→ **SHORT TASK**: Make an exact copy of the listing below.

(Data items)

╭──

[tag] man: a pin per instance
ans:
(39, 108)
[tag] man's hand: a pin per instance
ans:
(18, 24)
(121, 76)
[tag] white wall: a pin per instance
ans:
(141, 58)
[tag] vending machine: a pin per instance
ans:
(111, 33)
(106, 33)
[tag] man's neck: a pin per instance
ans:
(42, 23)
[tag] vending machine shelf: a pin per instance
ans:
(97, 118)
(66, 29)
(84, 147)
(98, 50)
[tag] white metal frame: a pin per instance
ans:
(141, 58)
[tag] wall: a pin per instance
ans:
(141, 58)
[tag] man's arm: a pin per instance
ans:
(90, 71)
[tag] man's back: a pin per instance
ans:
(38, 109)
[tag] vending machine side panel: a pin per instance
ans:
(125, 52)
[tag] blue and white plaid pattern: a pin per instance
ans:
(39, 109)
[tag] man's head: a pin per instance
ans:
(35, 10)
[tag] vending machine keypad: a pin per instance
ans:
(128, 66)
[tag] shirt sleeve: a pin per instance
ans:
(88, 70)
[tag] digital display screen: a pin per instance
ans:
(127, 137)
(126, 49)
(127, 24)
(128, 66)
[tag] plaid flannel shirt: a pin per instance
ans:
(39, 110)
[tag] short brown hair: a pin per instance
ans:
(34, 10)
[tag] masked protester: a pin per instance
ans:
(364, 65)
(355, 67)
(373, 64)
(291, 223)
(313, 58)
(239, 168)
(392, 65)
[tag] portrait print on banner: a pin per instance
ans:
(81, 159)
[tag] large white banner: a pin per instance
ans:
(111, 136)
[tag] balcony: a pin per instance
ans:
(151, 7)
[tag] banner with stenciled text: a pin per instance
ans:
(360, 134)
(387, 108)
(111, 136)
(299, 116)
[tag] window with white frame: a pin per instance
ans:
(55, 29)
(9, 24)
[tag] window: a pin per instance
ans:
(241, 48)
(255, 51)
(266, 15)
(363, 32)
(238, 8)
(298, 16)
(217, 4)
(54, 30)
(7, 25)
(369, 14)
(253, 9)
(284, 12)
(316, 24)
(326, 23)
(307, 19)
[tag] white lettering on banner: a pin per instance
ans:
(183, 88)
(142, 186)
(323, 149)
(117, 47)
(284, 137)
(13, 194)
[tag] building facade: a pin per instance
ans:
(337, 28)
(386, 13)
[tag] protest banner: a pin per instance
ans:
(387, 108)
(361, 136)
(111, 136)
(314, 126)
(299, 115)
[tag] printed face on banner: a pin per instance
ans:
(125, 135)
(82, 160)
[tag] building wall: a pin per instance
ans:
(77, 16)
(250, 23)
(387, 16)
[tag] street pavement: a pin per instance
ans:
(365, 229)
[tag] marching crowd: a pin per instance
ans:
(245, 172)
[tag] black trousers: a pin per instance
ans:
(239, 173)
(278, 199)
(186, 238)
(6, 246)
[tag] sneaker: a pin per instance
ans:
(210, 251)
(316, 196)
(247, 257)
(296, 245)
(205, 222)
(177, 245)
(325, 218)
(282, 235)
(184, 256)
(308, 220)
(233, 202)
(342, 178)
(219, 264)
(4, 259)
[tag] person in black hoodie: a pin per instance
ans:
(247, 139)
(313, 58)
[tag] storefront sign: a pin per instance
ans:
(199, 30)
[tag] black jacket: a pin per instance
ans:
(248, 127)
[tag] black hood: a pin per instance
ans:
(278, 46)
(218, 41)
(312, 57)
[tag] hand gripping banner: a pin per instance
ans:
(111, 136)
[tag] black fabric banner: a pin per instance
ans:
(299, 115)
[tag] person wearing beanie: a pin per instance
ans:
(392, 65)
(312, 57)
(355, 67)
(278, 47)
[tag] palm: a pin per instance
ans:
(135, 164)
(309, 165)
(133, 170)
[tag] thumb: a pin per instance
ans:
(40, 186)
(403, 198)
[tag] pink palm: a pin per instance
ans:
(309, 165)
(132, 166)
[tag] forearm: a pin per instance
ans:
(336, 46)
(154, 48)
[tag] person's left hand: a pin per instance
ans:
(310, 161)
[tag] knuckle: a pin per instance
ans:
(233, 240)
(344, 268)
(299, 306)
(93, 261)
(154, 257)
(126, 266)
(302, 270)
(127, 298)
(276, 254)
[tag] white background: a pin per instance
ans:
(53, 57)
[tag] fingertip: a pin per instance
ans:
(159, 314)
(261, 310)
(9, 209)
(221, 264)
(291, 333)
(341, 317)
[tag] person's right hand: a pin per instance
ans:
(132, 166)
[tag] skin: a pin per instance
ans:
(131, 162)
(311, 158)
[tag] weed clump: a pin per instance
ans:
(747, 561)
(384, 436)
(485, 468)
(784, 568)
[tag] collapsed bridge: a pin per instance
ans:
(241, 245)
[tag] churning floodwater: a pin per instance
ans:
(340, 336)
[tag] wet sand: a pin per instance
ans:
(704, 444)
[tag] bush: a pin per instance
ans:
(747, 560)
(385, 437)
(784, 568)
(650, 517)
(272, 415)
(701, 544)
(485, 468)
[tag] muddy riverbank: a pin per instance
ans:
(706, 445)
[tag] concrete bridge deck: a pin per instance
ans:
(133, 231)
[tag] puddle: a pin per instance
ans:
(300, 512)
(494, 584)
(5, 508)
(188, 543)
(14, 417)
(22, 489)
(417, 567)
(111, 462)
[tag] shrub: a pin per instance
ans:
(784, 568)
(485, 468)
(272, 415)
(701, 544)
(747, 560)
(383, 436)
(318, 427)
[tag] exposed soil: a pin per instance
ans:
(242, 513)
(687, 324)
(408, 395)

╰──

→ **TASK ANSWER**:
[tag] man: a pin per instance
ans:
(39, 108)
[tag] man's hand: a pin per instance
ans:
(18, 24)
(121, 76)
[tag] white wall: a pin per instance
ans:
(141, 58)
[tag] vending machine: a pin per instance
ans:
(111, 33)
(106, 33)
[tag] man's neck: a pin per instance
ans:
(42, 23)
[tag] vending machine shelf: a pin per instance
ans:
(97, 118)
(66, 29)
(84, 147)
(98, 50)
[tag] white metal frame: a pin per instance
ans:
(141, 58)
[tag] wall: a pin per instance
ans:
(141, 58)
[tag] man's arm: a pin per instance
ans:
(90, 71)
[tag] man's back: a pin per instance
ans:
(38, 109)
[tag] vending machine side panel: a pin per instance
ans:
(125, 52)
[tag] blue and white plaid pattern: a pin per instance
ans:
(39, 109)
[tag] man's head: a pin per instance
ans:
(35, 10)
[tag] vending machine keypad: a pin per instance
ans:
(128, 66)
[tag] shirt sleeve: a pin per instance
ans:
(88, 70)
[tag] digital display screen: a pin per instance
ans:
(127, 137)
(126, 49)
(127, 24)
(128, 66)
[tag] plaid flannel shirt: a pin per instance
ans:
(39, 110)
[tag] short brown hair: a pin per instance
ans:
(34, 10)
[tag] masked protester: a pin per instance
ans:
(364, 65)
(355, 67)
(373, 64)
(291, 223)
(313, 58)
(239, 168)
(392, 65)
[tag] portrait print on banner: a pin per instance
ans:
(81, 159)
[tag] large white banner: a pin per instance
ans:
(111, 136)
[tag] balcony: a pin per instance
ans:
(151, 7)
[tag] banner with stenciled text: a pin per instance
ans:
(360, 134)
(387, 108)
(111, 136)
(299, 116)
[tag] window with white frame: a pin per instance
ans:
(55, 29)
(9, 24)
[tag] window: a pin per instance
ans:
(241, 48)
(255, 51)
(266, 15)
(363, 32)
(238, 8)
(298, 16)
(217, 4)
(54, 30)
(7, 25)
(369, 14)
(253, 9)
(284, 12)
(316, 24)
(326, 23)
(307, 19)
[tag] white lettering on banner: a pin per instance
ans:
(183, 88)
(142, 186)
(323, 149)
(117, 47)
(284, 137)
(13, 194)
[tag] building facade: a pin per instance
ans:
(337, 28)
(386, 13)
[tag] protest banner: a pin per instance
ans:
(387, 108)
(361, 136)
(111, 136)
(314, 126)
(299, 115)
[tag] printed face on banner: a pin per instance
ans:
(125, 135)
(82, 160)
[tag] building wall: a pin per instance
ans:
(77, 16)
(250, 23)
(387, 16)
[tag] street pavement: a pin per instance
ans:
(365, 229)
[tag] marching crowd: a pin per instance
ans:
(245, 172)
[tag] black trousers: a pin per instance
ans:
(239, 173)
(278, 199)
(186, 238)
(6, 246)
[tag] sneaker: a pin per instance
ans:
(210, 251)
(316, 196)
(247, 257)
(296, 245)
(205, 222)
(177, 245)
(325, 218)
(282, 235)
(184, 256)
(308, 220)
(233, 202)
(342, 178)
(219, 264)
(4, 259)
[tag] person in black hoodie: a pin per instance
ans:
(247, 139)
(313, 58)
[tag] storefront sign: a pin per instance
ans:
(199, 30)
[tag] black jacket: a pin per instance
ans:
(248, 127)
[tag] black hood: a pin per instance
ans:
(278, 46)
(218, 41)
(312, 57)
[tag] hand gripping banner: a pin per instance
ans:
(111, 136)
[tag] black fabric banner: a pin per instance
ans:
(299, 115)
[tag] person wearing beanie: a pin per instance
ans:
(392, 65)
(312, 57)
(355, 67)
(278, 47)
[tag] palm: a pin per instance
ans:
(135, 164)
(309, 165)
(133, 170)
[tag] thumb: a pin per instance
ans:
(40, 186)
(403, 198)
[tag] pink palm: a pin per instance
ans:
(309, 165)
(132, 166)
[tag] forearm: a pin per instance
ans:
(336, 46)
(154, 48)
[tag] person's left hand: a pin per instance
ans:
(310, 161)
[tag] knuckle: a pin per instance
ans:
(233, 240)
(344, 268)
(299, 306)
(93, 261)
(154, 257)
(126, 266)
(302, 270)
(127, 298)
(276, 254)
[tag] white background: a pin per instance
ans:
(53, 57)
[tag] fingertip: a pin per instance
ans:
(159, 314)
(261, 310)
(9, 209)
(221, 264)
(291, 333)
(341, 317)
[tag] person's right hand: a pin per instance
ans:
(132, 166)
[tag] skin: a pin per instance
ans:
(131, 162)
(311, 158)
[tag] weed clump: a pin per instance
ans:
(747, 561)
(384, 436)
(485, 468)
(784, 568)
[tag] collapsed bridge: a pin per instance
ans:
(241, 245)
[tag] churning floodwater: a pin per instance
ans:
(340, 336)
[tag] wet sand: a pin per instance
ans:
(704, 444)
[tag] bush: a pin per instance
ans:
(747, 560)
(385, 437)
(784, 568)
(650, 517)
(272, 415)
(701, 544)
(485, 468)
[tag] muddy riverbank: a pin per instance
ans:
(706, 445)
[tag] concrete bridge deck: a pin per instance
ans:
(133, 231)
[tag] puddle: a pin per instance
ans:
(300, 512)
(494, 584)
(5, 508)
(188, 543)
(14, 417)
(22, 489)
(417, 567)
(111, 462)
[tag] shrub: a pin per instance
ans:
(784, 568)
(485, 468)
(272, 415)
(701, 544)
(747, 560)
(383, 436)
(318, 427)
[tag] exposed soil: a pin per instance
ans:
(242, 513)
(687, 324)
(408, 395)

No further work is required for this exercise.